The crop this year attracted prices of 30 baht to 40 baht, or about 75 cents
to $1 , per kilogram, or 2.2 pounds, double the price of previous years.
As so often in this part of the world, the answer lay in China, hundreds of
kilometers to the north.
Thanks to expanded port facilities along the Mekong River, and a free trade
pact between Thailand and China, fruit and vegetables from China often make
Thai production uneconomic. This year, however, local Thai officials say
they think that floods destroyed a lot of garlic in China, cutting the
imports from there.
The expanded docks and offices at Chiang Saen in northern Thailand mean that
such changes in trade patterns affect lives more immediately than ever
before. Chinese garlic, onions, cabbages, fruit and much more now dominate
supermarkets across Southeast Asia, partly because of those enlarged ports
along the Mekong.
Five years ago, Chiang Saen was a sleepy town, its ancient city walls and
temples attracting the occasional tourist. Now the waterfront is heaving.
Chinese restaurants appear seemingly overnight, and shipping agency offices
are mushrooming, as are tree- shaded benches for laborers. They need a break
from the otherwise constant loading of ships plying the Mekong to and from
China.
The ships are distinctive, with portraits of Mao Zedong and Deng Xiao- ping
in some captains' cabins. Chinese wives and children are busy on the upper
deck, hanging out the washing, playing with water, oblivious to the sweating
crowds below. At ground level, Chinese bosses oversee gangs of workers who
are Thai, Burmese or hill-tribe men, shouting a cacophony of languages and
taking a quick nip from bottles hidden in cloth shoulder bags when they can.
Loading is still carried out by human sweat and ingenuity, as boxes of fruit
slide down planks into ships' holds. Officials say that 200 million baht of
goods passes through Chiang Saen annually, but putting accurate numbers on
this trade is difficult.
New numbers recently produced by researchers in Chiang Mai, working under
the Indochina Media Memorial Foundation, showed that imports from China
through Chiang Saen more than doubled to 1.22 billion baht in 2005 from
592.4 million baht in 2003. Exports through Chiang Saen rose to 3.86 billion
baht in 2005 from 3.31 billion baht in 2003.

--------------------------------------------------

> **PROMPT A**
List every amount given in baht in the Chiang Saen excerpt, in the order it appears.

> **Labeled-object pointing listing**
--------------------------------------------------

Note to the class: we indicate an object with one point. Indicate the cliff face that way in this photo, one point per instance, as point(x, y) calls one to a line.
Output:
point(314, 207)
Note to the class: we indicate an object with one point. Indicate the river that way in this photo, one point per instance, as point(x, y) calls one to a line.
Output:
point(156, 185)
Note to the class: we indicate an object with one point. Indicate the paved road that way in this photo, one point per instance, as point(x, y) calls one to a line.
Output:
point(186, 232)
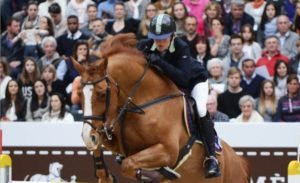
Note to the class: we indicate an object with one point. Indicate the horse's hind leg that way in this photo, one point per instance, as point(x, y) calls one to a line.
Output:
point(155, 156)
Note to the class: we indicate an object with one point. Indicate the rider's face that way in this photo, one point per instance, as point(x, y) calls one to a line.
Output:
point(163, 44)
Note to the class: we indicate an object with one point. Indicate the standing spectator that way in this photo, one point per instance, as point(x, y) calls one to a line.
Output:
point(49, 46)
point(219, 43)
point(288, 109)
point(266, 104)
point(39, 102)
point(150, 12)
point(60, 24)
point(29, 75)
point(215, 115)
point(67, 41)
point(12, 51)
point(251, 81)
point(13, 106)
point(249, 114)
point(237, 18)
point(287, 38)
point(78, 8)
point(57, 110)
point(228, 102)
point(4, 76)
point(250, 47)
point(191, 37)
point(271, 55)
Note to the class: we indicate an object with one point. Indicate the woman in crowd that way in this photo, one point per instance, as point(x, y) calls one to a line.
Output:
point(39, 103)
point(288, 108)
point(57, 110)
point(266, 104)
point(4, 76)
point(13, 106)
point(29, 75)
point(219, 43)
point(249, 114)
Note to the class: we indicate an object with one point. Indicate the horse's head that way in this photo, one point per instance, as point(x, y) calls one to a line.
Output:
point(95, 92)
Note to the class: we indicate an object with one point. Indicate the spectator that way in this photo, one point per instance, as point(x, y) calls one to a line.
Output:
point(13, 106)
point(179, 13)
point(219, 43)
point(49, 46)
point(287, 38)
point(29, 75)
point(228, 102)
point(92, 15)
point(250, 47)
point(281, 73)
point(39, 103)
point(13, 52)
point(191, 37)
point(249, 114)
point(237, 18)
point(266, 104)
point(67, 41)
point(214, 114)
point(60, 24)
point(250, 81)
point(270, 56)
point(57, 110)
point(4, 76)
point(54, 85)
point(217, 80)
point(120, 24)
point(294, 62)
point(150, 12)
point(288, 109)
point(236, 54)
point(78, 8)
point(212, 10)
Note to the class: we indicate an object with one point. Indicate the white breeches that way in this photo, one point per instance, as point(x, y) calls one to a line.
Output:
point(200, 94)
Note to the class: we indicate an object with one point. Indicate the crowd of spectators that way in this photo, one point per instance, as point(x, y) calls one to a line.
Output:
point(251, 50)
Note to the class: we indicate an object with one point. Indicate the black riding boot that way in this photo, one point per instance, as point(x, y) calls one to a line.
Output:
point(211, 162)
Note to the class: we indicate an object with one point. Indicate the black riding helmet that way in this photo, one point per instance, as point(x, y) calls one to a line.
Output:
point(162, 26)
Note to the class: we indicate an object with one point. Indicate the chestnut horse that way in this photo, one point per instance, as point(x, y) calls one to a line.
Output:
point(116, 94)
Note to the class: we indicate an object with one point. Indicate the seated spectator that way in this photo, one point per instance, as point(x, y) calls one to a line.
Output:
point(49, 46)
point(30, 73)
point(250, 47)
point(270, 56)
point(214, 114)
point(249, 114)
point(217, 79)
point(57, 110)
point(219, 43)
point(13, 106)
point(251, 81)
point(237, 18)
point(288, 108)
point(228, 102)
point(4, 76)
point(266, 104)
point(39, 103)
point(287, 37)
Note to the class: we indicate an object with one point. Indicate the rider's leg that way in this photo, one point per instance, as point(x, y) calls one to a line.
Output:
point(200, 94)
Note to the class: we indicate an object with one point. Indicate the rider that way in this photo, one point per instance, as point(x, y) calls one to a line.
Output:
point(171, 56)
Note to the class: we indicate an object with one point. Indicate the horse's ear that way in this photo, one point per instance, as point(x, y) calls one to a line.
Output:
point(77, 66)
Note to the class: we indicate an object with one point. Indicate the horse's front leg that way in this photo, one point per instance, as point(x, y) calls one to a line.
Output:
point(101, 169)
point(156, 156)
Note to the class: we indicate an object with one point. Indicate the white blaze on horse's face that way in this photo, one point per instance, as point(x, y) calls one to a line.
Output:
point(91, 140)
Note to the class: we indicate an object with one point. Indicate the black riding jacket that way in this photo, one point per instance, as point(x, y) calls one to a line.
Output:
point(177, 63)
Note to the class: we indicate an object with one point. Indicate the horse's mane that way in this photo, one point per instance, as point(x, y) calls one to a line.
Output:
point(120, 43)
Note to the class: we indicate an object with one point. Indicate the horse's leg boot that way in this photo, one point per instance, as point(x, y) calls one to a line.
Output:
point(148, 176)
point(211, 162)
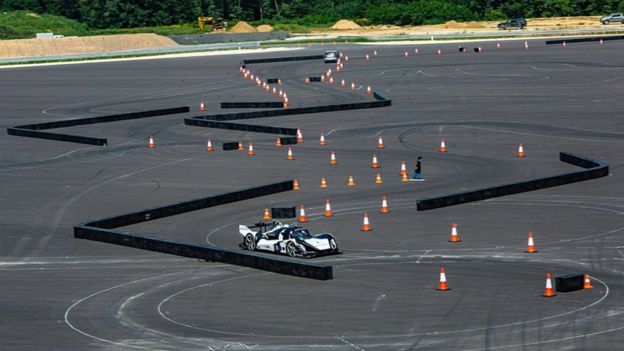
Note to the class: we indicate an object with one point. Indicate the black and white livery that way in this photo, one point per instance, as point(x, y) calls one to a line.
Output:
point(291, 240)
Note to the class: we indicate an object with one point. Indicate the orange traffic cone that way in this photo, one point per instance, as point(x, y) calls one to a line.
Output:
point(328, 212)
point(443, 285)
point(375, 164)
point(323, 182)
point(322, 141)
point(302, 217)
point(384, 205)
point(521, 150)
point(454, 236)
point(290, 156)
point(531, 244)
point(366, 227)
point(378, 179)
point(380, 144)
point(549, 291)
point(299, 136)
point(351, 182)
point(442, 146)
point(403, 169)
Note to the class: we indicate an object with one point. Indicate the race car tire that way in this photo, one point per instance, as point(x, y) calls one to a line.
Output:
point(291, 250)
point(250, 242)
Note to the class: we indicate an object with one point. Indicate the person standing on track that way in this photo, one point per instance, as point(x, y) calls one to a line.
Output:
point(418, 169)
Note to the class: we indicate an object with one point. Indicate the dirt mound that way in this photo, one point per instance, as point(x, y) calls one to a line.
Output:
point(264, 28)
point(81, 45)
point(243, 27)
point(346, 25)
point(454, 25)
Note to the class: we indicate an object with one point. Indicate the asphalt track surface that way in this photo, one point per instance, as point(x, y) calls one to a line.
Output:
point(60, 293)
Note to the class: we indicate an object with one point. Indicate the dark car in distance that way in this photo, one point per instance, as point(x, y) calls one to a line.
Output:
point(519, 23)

--------------------------------------------------

> **PROMPT B**
Identify each line of the listing above that contains the word "standing".

> **WRITTEN REPLY A**
30 baht
40 baht
200 million baht
1.22 billion baht
592.4 million baht
3.86 billion baht
3.31 billion baht

> **WRITTEN REPLY B**
Note to the class: we indicate an object with one point. Indicate the standing spectator that way in this photo, one point per instance, as point(x, y) calls one to a line.
Note to the class: we indicate an object with one point. Indicate the person standing on track that way in this photo, one point per instance, as point(x, y) calls one to a line.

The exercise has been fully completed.